> _TEXTE PROPOSÉ_:
Javi Rey, l’élégance espagnole
Adepte de la ligne claire, comme son compatriote Jaime Martin, Javi Rey s’est fait remarquer en France d’abord par sa collaboration avec Frank Giroud sur Secrets – Adelante, puis grâce au plébiscité Un maillot pour l’Algérie, scénarisé par Kris et Bertrand Galic. Le dessinateur catalan de 34 ans vit et travaille à Barcelone, et sort en France en juin Intempérie, toujours chez Dupuis/Aire libre. Rencontre avec un auteur au cosmopolitisme assumé.
Quel est ce nouveau livre, Intempérie ?
C’est un travail en solo, autour de l’adaptation du roman d’un écrivain espagnol, Jesus Carrasco, Intempérie, un gros succès traduit dans plus de vingt pays. Il s’agit de l’histoire d’un enfant qui doit fuir une situation compliquée. On comprend qu’il y a une menace, celle d’une persécution, de la maltraitance. On est sûrement dans les années 1940, dans un village de la Meseta espagnole. Il fuit la seule chose qu’il ait jamais connue, cette vie hostile, et seule la rencontre avec un vieux berger va l’aider à survivre. Il y a comme un mélange de western et de roman d’initiation, du passage de l’enfance à l’âge adulte. Une histoire de souffrance mais nuancée par une approche poétique… Bien que l’on sente que le récit est sis dans un contexte espagnol, l’universalité du récit est mise en avant.
C’est donc la première fois que vous sortez vraiment de la BD historique.
Exactement. D’autant plus que c‘est la première fois que je ne fais pas que le dessin, mais que j’envisage la totalité de l’oeuvre. C’est un travail très différent. Penser au rythme de la narration est un travail qui m’intéresse beaucoup. Le choix de ce qu’on appelle en français le « roman graphique » me donne plus de liberté. De plus, travailler de nouveau avec Dupuis, après l’expérience d’Un maillot pour l’Algérie, offre une certaine assurance : le marché franco-belge possède une plus grande base de lecteurs et on peut y vivre en tant que dessinateur. En Espagne, les auteurs doivent très souvent combiner leur travail de bande dessinée avec d’autres commandes dans la publicité ou la communication, par exemple.

> _PROBLÈME COURT_:
Reproduisez sans rien changer le passage de l’entretien avec Javi Rey qui va de « C’est un travail en » jusqu’à « mise en avant. ».

> _DONNÉES FOURNIES_:
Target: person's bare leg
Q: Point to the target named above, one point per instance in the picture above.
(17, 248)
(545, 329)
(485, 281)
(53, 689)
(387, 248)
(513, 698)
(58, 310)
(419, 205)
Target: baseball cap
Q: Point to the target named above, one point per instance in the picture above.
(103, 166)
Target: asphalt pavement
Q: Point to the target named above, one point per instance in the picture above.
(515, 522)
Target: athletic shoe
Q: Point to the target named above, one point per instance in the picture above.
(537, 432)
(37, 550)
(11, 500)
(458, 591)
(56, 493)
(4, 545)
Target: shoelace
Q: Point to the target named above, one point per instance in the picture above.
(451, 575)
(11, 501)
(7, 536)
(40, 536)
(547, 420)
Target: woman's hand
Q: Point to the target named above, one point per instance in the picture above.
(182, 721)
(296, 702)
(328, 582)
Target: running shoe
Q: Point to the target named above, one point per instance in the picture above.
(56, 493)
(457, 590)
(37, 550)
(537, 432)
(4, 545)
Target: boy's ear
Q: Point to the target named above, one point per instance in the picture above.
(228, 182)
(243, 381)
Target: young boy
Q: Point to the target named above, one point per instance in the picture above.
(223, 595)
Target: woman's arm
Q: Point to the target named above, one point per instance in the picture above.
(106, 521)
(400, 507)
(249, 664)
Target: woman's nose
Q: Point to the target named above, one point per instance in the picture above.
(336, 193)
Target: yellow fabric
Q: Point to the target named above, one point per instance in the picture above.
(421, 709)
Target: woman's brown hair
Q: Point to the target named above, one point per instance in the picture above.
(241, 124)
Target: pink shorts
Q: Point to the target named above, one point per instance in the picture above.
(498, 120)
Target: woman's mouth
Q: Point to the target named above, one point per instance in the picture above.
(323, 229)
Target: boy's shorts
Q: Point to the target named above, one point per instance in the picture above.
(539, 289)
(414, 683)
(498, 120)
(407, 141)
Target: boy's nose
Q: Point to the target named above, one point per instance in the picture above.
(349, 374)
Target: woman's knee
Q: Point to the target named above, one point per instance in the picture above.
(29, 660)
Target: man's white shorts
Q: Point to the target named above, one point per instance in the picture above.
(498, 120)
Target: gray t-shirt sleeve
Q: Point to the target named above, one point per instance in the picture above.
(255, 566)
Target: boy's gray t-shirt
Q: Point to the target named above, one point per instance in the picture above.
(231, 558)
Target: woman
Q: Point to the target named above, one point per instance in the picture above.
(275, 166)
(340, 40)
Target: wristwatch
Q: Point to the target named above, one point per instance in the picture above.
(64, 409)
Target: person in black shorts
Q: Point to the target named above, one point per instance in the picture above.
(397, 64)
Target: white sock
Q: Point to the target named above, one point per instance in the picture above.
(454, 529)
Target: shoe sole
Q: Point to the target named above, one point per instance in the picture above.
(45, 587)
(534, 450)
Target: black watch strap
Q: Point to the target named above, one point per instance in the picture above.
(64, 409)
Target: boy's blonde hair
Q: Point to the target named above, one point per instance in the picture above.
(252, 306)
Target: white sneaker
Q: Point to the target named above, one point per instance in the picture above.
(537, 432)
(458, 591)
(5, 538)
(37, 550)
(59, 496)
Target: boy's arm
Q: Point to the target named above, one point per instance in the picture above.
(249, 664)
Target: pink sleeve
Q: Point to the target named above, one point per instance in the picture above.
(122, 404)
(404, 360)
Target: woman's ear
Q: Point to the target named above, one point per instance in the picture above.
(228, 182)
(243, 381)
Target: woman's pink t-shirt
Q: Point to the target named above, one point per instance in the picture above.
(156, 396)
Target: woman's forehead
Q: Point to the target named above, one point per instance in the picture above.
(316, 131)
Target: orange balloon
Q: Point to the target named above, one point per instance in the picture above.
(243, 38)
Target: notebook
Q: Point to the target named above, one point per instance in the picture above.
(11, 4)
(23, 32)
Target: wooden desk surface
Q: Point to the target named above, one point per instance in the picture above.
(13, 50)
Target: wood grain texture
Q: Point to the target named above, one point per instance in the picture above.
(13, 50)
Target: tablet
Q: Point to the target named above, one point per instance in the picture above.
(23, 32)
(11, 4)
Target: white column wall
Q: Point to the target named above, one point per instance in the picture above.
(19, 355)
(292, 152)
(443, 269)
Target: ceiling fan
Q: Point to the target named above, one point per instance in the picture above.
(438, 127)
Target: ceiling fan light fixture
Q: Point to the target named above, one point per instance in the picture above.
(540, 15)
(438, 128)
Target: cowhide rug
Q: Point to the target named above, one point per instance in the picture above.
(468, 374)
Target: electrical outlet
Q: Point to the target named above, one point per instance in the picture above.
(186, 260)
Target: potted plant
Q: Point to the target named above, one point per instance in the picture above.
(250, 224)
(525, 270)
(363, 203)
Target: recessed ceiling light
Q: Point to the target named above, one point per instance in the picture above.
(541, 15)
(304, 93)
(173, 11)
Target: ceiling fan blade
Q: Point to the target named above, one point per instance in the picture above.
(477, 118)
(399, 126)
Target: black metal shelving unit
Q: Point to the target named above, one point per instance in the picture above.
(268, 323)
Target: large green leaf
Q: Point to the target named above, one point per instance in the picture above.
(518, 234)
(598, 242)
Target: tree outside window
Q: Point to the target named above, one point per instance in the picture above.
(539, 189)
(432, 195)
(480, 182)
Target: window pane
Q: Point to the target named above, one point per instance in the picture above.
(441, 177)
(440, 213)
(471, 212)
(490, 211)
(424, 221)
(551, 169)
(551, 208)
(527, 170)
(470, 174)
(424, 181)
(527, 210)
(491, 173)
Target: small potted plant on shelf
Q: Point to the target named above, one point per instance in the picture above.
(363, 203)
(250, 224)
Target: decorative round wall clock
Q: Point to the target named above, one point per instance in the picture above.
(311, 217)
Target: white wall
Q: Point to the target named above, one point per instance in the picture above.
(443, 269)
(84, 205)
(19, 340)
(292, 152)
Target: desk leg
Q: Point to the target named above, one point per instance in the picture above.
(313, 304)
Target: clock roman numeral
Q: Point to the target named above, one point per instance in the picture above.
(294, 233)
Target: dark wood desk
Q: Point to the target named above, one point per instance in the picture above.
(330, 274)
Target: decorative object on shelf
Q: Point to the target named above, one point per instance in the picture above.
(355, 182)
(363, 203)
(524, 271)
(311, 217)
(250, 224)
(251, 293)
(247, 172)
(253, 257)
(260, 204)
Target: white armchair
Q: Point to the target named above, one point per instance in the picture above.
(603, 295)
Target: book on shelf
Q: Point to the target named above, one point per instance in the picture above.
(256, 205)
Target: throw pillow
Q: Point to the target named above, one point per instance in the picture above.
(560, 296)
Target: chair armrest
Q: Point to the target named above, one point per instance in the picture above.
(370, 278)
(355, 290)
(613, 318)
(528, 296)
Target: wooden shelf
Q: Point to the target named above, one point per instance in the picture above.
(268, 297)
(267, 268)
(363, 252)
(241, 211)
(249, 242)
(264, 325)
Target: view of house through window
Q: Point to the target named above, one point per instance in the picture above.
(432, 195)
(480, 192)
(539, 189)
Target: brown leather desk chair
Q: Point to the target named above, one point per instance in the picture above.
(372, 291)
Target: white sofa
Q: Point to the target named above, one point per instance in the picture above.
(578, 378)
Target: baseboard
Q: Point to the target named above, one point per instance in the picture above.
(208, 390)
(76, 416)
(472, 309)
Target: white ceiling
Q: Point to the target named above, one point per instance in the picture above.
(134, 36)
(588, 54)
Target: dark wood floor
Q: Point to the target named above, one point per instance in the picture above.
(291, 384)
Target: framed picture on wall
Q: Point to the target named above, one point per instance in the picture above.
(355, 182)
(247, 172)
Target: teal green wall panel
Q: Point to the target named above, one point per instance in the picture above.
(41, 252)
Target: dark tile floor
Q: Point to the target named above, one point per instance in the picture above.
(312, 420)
* * *
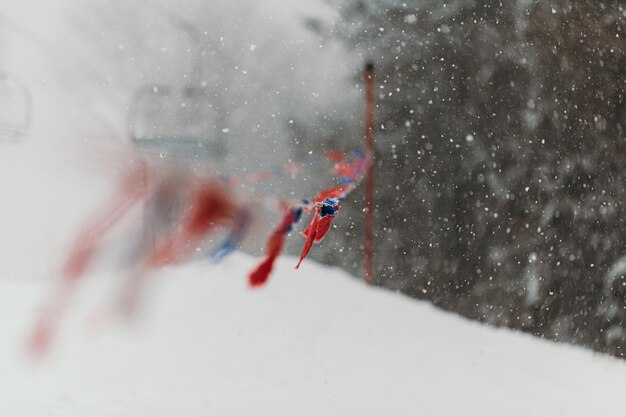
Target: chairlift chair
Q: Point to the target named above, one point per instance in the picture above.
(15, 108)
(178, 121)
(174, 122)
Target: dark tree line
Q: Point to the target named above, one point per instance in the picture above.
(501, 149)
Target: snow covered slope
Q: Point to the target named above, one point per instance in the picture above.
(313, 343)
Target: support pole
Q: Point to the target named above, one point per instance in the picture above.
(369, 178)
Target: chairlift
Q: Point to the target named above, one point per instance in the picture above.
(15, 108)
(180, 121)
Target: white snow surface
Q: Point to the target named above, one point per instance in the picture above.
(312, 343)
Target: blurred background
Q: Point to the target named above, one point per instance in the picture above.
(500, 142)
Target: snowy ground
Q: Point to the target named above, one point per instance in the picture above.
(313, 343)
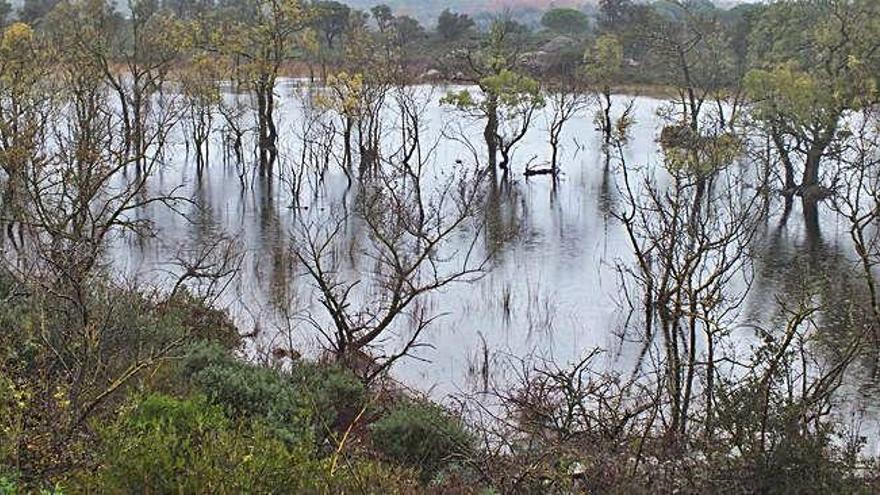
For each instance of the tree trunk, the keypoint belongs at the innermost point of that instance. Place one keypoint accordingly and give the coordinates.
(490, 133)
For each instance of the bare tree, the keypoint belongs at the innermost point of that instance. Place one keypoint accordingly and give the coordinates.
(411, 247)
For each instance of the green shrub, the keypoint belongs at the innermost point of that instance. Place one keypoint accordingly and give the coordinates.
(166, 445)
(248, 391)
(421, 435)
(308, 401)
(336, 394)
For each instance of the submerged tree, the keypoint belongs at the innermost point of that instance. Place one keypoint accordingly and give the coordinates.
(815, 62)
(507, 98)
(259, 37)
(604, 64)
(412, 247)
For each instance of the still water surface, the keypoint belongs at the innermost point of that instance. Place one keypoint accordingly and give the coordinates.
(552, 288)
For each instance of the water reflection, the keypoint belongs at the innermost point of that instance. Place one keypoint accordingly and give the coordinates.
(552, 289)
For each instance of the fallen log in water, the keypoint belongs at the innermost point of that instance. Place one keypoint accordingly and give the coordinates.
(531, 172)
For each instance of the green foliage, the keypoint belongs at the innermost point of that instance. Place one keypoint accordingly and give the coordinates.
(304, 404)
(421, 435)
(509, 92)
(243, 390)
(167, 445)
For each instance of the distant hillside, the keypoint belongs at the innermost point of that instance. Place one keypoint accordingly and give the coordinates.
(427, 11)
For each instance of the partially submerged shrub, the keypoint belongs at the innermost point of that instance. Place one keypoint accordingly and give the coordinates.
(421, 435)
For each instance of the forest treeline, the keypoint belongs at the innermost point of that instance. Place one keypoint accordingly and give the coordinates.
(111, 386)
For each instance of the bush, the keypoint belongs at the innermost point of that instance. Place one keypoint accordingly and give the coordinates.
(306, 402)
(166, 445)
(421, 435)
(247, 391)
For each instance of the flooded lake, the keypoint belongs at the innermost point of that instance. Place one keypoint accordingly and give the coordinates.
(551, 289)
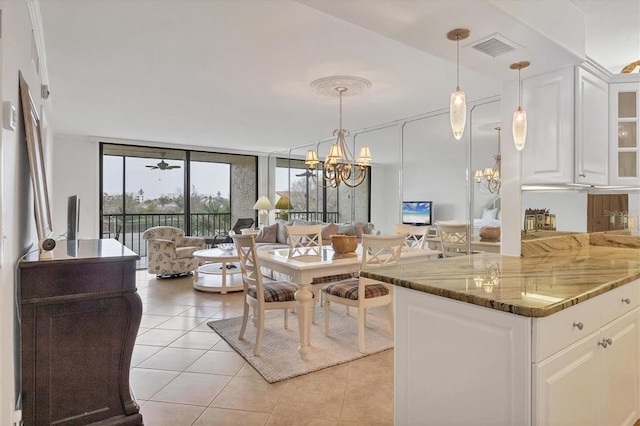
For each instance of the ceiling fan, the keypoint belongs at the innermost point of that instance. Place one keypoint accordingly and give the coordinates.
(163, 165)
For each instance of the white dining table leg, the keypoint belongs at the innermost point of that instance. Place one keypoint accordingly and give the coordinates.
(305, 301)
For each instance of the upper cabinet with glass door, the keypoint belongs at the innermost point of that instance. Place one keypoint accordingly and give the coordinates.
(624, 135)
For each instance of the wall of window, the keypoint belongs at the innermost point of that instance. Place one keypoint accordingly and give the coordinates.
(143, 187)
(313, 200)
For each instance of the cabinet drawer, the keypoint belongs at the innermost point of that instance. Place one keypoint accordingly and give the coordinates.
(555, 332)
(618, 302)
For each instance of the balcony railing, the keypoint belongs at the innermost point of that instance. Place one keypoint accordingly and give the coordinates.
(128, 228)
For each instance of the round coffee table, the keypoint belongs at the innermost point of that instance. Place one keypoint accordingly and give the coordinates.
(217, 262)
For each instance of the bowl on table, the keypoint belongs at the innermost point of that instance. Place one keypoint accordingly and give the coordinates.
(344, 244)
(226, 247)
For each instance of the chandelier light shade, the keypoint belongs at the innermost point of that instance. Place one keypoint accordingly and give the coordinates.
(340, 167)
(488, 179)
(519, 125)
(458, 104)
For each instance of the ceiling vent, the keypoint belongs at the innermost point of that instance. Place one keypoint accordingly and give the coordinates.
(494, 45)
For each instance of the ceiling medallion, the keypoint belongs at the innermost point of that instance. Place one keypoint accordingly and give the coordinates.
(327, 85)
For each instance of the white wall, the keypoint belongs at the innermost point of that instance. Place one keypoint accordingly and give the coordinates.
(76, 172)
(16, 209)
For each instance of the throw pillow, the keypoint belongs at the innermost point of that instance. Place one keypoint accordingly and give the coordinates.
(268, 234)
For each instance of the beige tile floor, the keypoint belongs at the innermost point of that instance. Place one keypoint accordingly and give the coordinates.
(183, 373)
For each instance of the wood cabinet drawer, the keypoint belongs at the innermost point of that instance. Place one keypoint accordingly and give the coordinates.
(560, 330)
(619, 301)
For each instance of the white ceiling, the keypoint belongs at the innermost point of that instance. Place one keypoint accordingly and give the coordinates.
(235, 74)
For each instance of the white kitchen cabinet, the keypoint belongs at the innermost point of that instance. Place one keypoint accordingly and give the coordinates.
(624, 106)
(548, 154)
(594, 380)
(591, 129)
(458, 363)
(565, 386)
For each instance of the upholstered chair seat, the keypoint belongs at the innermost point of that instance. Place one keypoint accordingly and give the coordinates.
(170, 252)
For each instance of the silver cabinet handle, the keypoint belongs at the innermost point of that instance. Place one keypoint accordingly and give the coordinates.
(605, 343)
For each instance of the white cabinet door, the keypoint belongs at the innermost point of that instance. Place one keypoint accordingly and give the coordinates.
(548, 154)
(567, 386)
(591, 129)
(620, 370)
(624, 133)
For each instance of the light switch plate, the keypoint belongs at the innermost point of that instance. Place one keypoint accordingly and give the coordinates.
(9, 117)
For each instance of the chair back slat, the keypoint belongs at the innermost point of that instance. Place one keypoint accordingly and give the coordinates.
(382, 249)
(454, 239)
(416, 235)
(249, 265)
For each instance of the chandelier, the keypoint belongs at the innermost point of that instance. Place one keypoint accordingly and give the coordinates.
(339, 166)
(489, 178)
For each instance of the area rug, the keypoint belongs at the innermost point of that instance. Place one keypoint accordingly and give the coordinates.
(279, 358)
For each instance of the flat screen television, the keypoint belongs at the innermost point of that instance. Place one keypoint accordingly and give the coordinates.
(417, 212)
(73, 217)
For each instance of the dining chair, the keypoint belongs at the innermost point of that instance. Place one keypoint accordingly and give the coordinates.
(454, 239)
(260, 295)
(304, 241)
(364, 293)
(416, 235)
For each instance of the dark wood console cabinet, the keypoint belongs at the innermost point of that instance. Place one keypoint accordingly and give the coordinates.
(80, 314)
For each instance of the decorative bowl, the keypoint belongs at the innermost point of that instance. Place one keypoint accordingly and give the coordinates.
==
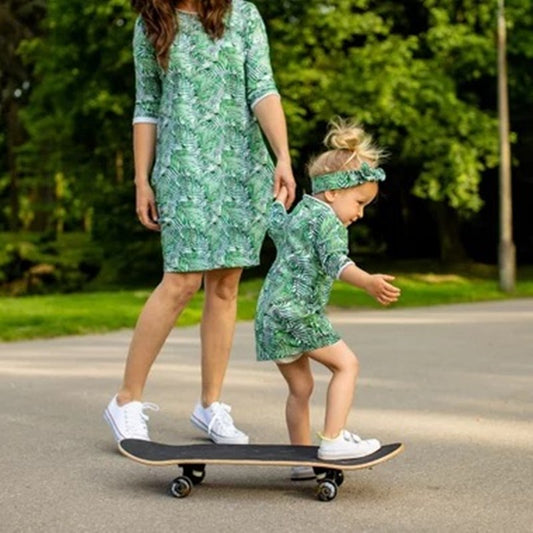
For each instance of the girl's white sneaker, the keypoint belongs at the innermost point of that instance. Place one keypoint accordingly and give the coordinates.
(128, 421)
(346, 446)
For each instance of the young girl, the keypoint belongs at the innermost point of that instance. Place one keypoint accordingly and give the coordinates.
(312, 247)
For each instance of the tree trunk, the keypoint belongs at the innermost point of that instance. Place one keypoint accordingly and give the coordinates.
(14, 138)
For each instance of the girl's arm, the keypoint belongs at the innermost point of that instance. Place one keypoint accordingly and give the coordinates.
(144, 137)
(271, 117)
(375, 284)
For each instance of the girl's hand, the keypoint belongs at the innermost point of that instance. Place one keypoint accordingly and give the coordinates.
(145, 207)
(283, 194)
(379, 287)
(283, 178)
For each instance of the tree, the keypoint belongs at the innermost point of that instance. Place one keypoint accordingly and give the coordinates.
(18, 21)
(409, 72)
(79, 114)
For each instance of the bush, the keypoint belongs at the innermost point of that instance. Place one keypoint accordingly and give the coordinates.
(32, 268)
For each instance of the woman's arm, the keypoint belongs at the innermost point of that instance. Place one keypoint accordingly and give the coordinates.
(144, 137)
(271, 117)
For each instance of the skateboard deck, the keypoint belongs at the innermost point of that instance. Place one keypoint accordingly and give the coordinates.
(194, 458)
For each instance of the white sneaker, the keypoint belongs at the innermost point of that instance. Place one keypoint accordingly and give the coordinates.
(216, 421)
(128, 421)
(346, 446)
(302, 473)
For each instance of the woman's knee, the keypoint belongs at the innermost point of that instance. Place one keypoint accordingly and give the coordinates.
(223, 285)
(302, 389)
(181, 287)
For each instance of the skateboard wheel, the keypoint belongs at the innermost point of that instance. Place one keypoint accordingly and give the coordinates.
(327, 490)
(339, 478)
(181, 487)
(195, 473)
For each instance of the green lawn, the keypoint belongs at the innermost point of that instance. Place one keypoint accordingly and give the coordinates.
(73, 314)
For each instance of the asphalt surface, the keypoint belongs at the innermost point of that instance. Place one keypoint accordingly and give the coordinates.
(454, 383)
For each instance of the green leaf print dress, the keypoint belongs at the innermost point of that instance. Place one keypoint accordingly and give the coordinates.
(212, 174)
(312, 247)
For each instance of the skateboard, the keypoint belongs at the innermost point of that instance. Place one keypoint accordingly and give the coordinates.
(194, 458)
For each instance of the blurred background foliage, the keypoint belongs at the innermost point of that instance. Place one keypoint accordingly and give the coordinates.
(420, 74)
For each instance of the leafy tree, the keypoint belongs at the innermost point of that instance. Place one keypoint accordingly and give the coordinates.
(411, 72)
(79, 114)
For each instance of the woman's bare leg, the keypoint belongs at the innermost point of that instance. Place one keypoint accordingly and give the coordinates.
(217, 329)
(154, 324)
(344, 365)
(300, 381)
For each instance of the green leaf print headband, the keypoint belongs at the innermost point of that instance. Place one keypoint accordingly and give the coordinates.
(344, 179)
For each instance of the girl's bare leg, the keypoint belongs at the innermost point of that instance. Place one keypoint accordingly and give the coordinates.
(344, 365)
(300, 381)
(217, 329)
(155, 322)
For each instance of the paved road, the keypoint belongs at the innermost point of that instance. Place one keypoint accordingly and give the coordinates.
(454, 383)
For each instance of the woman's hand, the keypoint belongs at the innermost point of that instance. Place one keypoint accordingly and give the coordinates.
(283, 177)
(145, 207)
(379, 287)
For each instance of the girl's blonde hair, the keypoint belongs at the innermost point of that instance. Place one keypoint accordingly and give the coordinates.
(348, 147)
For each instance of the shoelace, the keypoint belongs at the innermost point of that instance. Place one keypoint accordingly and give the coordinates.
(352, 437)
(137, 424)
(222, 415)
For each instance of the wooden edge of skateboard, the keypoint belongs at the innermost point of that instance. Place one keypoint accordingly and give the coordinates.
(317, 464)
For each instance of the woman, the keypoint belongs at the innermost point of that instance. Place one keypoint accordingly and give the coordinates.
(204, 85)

> _CORRIGÉ PROPOSÉ_:
C’est un travail en solo, autour de l’adaptation du roman d’un écrivain espagnol, Jesus Carrasco, Intempérie, un gros succès traduit dans plus de vingt pays. Il s’agit de l’histoire d’un enfant qui doit fuir une situation compliquée. On comprend qu’il y a une menace, celle d’une persécution, de la maltraitance. On est sûrement dans les années 1940, dans un village de la Meseta espagnole. Il fuit la seule chose qu’il ait jamais connue, cette vie hostile, et seule la rencontre avec un vieux berger va l’aider à survivre. Il y a comme un mélange de western et de roman d’initiation, du passage de l’enfance à l’âge adulte. Une histoire de souffrance mais nuancée par une approche poétique… Bien que l’on sente que le récit est sis dans un contexte espagnol, l’universalité du récit est mise en avant.